(Raw records)
▽

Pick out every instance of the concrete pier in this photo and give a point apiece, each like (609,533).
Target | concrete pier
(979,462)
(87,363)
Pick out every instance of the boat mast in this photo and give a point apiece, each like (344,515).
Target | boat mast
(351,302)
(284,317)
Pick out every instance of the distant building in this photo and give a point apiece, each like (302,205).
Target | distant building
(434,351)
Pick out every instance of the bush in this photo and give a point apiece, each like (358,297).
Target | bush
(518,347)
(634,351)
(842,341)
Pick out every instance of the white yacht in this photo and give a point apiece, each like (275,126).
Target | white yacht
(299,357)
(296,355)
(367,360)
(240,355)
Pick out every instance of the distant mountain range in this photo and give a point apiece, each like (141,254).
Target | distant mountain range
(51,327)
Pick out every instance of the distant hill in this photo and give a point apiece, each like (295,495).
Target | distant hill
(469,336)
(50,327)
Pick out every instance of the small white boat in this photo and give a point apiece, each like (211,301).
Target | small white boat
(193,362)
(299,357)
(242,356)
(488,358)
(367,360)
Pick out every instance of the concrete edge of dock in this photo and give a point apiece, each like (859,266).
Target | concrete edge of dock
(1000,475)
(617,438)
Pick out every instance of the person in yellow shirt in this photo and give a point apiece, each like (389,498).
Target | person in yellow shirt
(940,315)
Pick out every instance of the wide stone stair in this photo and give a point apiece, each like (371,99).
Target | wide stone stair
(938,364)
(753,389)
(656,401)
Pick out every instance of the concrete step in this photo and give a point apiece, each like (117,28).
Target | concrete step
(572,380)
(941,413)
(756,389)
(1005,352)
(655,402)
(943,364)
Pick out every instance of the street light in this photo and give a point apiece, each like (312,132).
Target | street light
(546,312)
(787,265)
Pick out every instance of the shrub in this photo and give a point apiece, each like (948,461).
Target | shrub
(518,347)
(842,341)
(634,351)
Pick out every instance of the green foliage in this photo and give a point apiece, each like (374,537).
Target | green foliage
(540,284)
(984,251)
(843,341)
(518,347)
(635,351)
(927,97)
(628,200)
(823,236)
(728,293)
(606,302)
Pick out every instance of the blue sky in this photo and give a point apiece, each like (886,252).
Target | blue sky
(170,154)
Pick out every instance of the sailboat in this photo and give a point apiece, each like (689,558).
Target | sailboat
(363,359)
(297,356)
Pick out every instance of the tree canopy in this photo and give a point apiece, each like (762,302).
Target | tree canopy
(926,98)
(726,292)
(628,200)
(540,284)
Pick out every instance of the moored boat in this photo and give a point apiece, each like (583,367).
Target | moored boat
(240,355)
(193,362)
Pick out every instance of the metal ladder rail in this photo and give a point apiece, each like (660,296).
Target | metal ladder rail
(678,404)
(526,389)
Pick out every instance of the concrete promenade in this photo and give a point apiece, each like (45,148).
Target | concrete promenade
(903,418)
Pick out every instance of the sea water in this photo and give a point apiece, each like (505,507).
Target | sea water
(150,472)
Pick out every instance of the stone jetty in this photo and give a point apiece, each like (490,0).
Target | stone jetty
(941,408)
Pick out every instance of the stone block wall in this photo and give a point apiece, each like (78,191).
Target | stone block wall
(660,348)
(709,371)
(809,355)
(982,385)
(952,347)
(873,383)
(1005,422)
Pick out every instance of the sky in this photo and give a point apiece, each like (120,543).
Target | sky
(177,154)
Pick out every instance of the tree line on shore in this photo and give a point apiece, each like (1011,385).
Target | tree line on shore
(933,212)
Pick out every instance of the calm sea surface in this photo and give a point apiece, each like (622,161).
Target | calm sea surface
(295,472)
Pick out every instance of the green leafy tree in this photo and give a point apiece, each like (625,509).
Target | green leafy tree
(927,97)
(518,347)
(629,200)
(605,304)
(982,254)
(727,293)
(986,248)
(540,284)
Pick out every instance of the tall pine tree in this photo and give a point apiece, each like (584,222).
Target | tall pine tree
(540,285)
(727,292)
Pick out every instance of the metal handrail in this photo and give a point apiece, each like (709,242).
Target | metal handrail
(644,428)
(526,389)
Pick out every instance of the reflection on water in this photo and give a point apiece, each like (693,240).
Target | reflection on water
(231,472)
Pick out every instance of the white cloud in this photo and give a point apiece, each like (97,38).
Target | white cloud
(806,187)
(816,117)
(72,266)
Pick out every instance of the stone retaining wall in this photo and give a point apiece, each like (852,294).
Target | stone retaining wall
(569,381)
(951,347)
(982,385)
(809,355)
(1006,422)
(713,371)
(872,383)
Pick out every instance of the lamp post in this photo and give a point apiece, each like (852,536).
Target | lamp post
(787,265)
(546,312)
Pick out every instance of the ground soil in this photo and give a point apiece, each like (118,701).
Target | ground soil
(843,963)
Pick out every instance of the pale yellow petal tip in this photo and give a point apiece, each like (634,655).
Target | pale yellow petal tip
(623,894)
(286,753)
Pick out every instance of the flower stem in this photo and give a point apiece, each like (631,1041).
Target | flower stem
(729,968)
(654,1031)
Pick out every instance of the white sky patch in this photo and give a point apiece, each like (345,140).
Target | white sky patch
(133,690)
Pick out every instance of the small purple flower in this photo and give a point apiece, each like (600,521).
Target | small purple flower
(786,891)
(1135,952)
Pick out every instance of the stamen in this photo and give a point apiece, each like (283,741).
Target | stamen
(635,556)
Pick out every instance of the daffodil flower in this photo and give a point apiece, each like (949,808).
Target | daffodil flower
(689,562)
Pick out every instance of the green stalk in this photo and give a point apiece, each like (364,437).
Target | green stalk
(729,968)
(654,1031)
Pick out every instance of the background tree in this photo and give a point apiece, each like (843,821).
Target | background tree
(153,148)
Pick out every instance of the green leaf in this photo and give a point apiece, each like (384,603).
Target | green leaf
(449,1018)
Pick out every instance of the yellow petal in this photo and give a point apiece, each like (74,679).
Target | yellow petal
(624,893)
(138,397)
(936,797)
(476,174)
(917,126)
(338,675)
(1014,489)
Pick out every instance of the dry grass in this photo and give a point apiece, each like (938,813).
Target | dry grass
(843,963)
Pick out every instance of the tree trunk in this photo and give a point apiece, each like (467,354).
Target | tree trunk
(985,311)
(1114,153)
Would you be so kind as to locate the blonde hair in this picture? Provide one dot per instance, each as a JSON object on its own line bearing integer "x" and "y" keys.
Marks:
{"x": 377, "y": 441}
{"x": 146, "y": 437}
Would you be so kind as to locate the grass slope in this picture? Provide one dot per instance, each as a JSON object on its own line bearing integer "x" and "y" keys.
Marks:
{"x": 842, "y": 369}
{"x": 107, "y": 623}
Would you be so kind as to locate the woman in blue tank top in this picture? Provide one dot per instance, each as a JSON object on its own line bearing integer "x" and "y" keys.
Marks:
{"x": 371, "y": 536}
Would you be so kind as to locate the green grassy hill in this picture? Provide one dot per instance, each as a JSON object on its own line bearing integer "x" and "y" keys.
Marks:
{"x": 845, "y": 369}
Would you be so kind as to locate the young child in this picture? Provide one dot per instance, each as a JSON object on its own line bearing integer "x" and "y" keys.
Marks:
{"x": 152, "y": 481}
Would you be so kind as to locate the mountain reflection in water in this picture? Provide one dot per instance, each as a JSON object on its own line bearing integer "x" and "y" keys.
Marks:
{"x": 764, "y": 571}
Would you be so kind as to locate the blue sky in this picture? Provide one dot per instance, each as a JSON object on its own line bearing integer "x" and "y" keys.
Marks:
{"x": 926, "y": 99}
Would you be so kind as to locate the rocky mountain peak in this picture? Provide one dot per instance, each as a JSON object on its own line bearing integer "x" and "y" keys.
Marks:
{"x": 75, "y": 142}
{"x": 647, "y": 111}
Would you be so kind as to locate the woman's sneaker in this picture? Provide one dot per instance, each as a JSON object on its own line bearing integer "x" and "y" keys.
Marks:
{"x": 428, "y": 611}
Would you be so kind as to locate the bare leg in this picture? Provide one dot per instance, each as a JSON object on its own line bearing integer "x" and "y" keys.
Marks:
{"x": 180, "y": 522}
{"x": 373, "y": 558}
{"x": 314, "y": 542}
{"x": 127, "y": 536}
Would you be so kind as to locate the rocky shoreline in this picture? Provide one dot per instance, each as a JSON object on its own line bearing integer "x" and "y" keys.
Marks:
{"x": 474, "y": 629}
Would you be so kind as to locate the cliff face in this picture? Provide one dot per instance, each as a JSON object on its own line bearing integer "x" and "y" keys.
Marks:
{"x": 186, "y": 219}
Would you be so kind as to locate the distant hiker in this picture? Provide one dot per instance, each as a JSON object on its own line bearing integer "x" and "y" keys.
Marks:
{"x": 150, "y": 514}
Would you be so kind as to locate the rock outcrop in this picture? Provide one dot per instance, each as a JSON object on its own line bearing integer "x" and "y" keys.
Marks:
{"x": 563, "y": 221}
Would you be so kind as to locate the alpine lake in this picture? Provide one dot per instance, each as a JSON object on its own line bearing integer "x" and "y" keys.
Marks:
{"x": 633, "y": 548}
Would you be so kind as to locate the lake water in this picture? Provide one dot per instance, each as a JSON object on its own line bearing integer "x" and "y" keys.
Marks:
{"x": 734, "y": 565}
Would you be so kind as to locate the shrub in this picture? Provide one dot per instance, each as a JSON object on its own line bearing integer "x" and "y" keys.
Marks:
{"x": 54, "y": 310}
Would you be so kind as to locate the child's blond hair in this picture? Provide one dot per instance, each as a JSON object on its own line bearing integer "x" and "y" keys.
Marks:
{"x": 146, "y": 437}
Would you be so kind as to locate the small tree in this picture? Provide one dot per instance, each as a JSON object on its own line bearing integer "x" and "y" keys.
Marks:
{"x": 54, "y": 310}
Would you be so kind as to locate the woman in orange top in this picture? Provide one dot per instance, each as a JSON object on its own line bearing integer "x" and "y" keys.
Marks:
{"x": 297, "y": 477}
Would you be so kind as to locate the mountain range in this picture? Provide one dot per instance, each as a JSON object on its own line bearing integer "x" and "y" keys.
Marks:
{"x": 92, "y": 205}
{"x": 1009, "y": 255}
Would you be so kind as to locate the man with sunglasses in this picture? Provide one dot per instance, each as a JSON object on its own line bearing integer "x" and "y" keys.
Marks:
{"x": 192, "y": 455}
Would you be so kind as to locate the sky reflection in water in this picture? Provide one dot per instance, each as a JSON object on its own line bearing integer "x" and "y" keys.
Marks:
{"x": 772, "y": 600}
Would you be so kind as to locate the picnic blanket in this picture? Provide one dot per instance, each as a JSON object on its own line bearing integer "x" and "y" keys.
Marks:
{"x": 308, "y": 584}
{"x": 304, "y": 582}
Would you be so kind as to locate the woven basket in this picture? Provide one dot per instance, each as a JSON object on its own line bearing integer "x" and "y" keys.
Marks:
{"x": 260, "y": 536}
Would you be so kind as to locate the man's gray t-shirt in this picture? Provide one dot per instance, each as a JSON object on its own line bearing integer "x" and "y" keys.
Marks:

△

● **Exercise brief**
All lines from the line containing "Would you be so kind as to locate the picnic" through the end of the listing above are to be duplicated exactly; include both ends and nothing further.

● **Correct output**
Would you be so kind as to locate the picnic blanket in this picture? Provide one dot per instance, each as a JSON object on its own line bearing integer "x" and "y" keys.
Marks:
{"x": 308, "y": 584}
{"x": 304, "y": 582}
Would you be so kind as to locate the woven basket in this picture? Provide one dot per instance, each as a JSON object on its own line bearing integer "x" and "y" keys.
Marks:
{"x": 260, "y": 536}
Would you be so kind as to locate the man's gray t-shirt in this picture? Provide one dot per instance, each as a JSON object on its own line bearing integer "x" and "y" keys.
Marks:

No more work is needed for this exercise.